__What to do__
Without altering anything, output the material below.

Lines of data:
# # # # #
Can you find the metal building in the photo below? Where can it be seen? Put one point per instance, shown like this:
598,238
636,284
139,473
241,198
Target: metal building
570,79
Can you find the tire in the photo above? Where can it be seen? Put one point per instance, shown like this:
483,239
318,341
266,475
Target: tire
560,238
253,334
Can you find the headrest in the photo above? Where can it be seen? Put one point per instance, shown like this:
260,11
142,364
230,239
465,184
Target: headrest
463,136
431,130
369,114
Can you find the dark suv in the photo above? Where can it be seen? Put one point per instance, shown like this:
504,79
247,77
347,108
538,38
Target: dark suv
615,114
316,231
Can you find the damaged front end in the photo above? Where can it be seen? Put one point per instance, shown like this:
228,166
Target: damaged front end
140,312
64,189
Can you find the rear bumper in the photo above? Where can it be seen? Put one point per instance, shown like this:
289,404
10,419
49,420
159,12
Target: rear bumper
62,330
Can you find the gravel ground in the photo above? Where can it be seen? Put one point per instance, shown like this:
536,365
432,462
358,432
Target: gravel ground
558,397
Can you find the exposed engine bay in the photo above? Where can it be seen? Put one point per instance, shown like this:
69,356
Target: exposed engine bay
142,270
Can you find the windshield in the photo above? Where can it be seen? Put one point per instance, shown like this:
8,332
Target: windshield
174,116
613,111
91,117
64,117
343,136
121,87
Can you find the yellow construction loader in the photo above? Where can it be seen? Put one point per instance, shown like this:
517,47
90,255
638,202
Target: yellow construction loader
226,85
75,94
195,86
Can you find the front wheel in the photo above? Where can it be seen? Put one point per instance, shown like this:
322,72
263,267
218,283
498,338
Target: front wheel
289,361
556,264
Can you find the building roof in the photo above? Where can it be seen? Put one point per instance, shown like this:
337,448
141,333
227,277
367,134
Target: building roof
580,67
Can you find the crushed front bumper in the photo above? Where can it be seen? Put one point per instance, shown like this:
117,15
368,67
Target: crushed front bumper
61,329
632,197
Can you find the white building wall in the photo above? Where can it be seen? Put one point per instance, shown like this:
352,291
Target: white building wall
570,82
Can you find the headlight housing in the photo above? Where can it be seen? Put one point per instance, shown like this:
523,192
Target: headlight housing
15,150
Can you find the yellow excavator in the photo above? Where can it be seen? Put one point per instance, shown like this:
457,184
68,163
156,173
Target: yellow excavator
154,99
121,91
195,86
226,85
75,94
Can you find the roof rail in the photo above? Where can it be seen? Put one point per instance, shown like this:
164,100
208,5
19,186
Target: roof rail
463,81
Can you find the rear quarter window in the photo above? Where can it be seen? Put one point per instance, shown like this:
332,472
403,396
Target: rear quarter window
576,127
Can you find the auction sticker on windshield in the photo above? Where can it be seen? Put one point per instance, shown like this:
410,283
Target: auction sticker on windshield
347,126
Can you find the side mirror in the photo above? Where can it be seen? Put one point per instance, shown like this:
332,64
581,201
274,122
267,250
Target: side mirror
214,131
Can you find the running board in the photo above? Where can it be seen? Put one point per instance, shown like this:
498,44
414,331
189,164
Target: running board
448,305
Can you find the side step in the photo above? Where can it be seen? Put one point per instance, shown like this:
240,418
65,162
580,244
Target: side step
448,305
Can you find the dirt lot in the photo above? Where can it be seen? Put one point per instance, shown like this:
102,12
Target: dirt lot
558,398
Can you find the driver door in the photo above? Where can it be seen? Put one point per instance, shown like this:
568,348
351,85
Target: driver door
# # # # #
__Finished exercise__
Can you find the metal building in the photo below? Where can it be seen? Put one point per instance, shown like this:
598,238
636,284
139,473
241,198
Target: metal building
570,79
Can you find the tire in the photo above? Where can it be seen? Put one point per instance, shown like this:
483,239
318,341
266,475
Target: tire
560,238
253,334
Can you find the headrest in the photo above? Where can it be seen? Put one point per instance, shown like this:
260,11
142,364
230,239
465,184
Target: headrest
463,136
431,130
369,114
Can you find the dark suv in the photo above? Where can it be seen? Put one point per instance, shown like this:
504,79
247,77
347,108
538,38
Target: dark suv
615,114
316,231
Can you find the damaged front end in the photo above? Where can it be seen? Put one point per instance, shown like this:
228,166
Target: damaged front end
140,312
64,189
Can you find the rear bumper in the photo above? Where can it be seen? Put one point per instance, shown like this:
289,404
10,419
49,420
159,12
Target: rear bumper
62,330
Can you find the gravel ground in the photo above? Where can it be seen? Put one point per instance, shown like this:
536,365
432,462
358,432
Target: gravel ground
558,397
Can you find the exposed engine bay in the photo above? Where can it be seen? Put one point per instance, shown like this:
69,356
Target: exposed engine bay
142,270
Can you find the windshield in the photo above? Where can it be seen? Put one point per instance, shown like this:
8,332
Target: windshield
174,116
613,111
91,117
64,117
343,136
121,87
Can you find the yellow construction loader in the photo above? Where can it be seen? Put one point per instance, shown like this:
517,47
90,255
638,202
Target: yellow construction loader
226,85
75,94
195,86
Can you find the front wheel in the photo above? Where can it be seen? Put one point per instance, shown like this:
322,72
263,267
218,283
498,338
Target: front wheel
289,361
556,264
Can you find the building roof in the photo above? Where can it be seen? Put one point per instance, shown like this:
337,448
141,333
227,277
367,134
Target: building roof
580,67
Can you find the crushed front bumper in the photo above? Where can it be seen? Put one point per instance, shown like this:
117,15
368,67
Target: crushed front bumper
61,329
632,197
Can you find the white building wall in the photo above? Where can it be seen? Put one point per instance, shown like this:
352,291
Target: white building wall
570,82
Can you find the headlight housing in the photo above? Where can it be seen? Put one point per instance, shown like this:
523,192
Target: headlight housing
15,150
Can you find the yellow excavator in the photo above? Where can it be seen? Put one point per instance, shown like this:
457,184
68,163
156,173
Target: yellow excavator
154,99
121,91
195,86
226,85
75,94
Can you find the roof rail in the photo above? Where can it be seen? Put one point per instance, shown like this:
164,100
208,5
19,186
Target: roof rail
463,81
Can you find the rear quarter window in the photo above? Where can it be seen? Put one point per instance, shown like this:
332,472
403,396
Target: rear quarter window
576,127
Can you find the auction sticker on windshield in the photo above? Where can it be seen? Put one point per instance, shown like this:
410,283
Target: auction sticker on windshield
347,126
Can you find the side mirror in the photo above? Where can it be seen? Put one point per instance, shown like this:
332,64
581,201
274,122
267,250
Target: side mirror
214,131
Can you find the running board in the photo above? Where can it be seen? Put one point per instance, shown like this:
498,44
414,331
189,164
Target: running board
448,305
Can you find the side step in the photo above? Where can it be seen? Put one point per instance, shown like this:
240,418
65,162
580,244
Target: side step
448,305
Can you find the dirt lot in the photo above? Where can it be seen? Put one point per instance, shown like this:
102,12
Target: dirt lot
558,398
Can you find the driver door in the photo above? Where can it be seen? Put one point per instance, shown like this:
568,348
351,85
Target: driver door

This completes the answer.